Amazon Polly

Amazon Polly is a Text-to-Speech (TTS) service that converts written text into lifelike speech using deep learning.
With Polly, you can create applications that actually speak to users—for example, an audiobook generator, a voice-enabled chatbot, or accessibility tools for visually impaired users.

Lexicons (Custom Pronunciation Dictionary)
- You can define how certain words should be pronounced.
- Example: AWS → Amazon Web Services, W3C → World Wide Web Consortium.
- Exam Tip: If a question asks how to control the way Polly pronounces abbreviations → the answer is Lexicons.
SSML (Speech Synthesis Markup Language)
- Markup language to fine-tune speech output: pauses, emphasis, pitch, volume, rate, etc.
- Example:
  1
  <speak>Hello, <break time="1s"/> how are you?</speak>
  → Polly will say “Hello,” pause for 1 second, then continue with “how are you?”
Voice Engines
- Standard: Older, robotic-sounding voices.
- Neural: More human-like and natural.
- Long-form: Designed for extended audio like podcasts or audiobooks.
- Generative: Latest engine using GenAI, capable of expressive, adaptive voices.
- Exam Tip: Know the difference between Standard vs Neural voices.
Speech Marks
- Metadata showing where words and sentences start/end in the audio stream.
- Useful for lip-syncing or highlighting words in real-time transcripts.

Amazon Rekognition

Amazon Rekognition analyzes images and videos with machine learning.
It can identify objects, text, people, and activities, and it supports facial recognition and verification.

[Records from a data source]
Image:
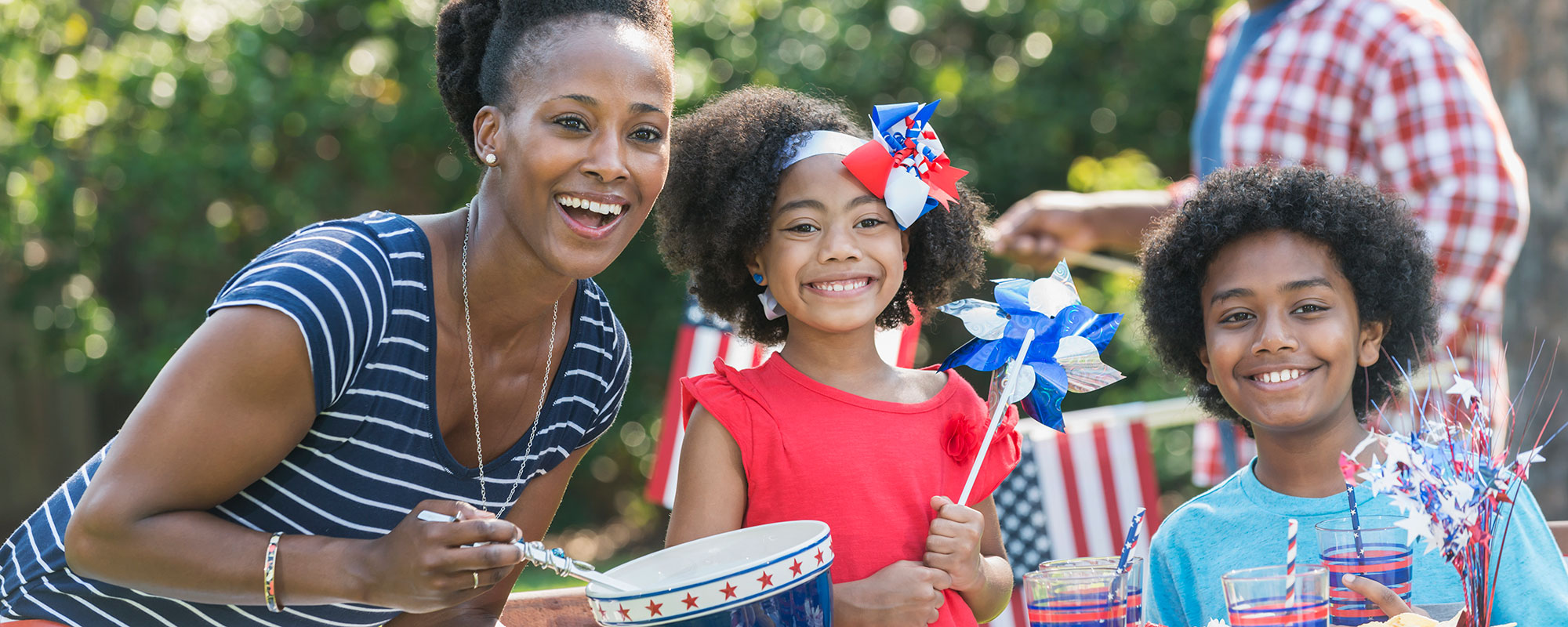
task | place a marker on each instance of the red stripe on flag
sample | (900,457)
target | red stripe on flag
(1070,482)
(1152,487)
(1108,482)
(670,426)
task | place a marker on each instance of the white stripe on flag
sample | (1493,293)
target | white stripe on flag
(1092,496)
(741,353)
(705,349)
(1130,488)
(1059,521)
(888,344)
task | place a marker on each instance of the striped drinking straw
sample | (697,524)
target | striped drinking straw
(1131,542)
(1290,564)
(1356,520)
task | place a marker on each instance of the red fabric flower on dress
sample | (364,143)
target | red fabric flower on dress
(964,433)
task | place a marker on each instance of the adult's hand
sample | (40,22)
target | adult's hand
(209,427)
(427,567)
(1042,228)
(904,593)
(1385,600)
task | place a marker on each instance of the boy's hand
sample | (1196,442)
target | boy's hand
(954,545)
(902,593)
(1379,595)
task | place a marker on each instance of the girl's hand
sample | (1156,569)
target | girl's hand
(424,567)
(954,545)
(902,593)
(1385,600)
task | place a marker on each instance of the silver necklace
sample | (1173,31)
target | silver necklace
(474,388)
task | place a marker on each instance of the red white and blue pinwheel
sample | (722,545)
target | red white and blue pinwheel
(906,164)
(1047,330)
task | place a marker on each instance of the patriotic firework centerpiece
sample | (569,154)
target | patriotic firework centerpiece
(1453,484)
(1040,342)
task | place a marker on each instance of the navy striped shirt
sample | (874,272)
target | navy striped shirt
(361,292)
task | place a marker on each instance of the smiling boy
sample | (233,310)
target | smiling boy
(1287,299)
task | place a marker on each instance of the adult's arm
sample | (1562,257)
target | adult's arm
(1439,139)
(1042,228)
(231,404)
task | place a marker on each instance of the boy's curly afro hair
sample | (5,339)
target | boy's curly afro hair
(714,212)
(1379,247)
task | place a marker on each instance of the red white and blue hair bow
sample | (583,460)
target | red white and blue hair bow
(906,164)
(1040,341)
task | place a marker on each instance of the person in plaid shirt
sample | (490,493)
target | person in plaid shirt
(1392,92)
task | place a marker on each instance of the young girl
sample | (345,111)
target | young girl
(1287,299)
(761,205)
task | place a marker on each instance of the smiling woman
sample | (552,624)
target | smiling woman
(368,369)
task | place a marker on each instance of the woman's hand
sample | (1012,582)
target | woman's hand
(954,545)
(426,567)
(1385,600)
(904,593)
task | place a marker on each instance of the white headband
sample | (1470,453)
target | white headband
(816,143)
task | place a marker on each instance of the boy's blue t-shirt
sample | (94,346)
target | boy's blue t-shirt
(1243,524)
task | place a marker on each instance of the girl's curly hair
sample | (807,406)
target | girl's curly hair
(1377,244)
(714,212)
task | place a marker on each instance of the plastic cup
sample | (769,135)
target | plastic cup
(1260,596)
(1385,557)
(1076,596)
(1134,581)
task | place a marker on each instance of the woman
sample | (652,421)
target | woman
(366,371)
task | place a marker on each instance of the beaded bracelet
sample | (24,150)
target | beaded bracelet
(269,574)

## What you are asked to do
In the notes on Amazon Polly, which voice engine is designed for extended audio like podcasts or audiobooks?

## Answer for this exercise
Long-form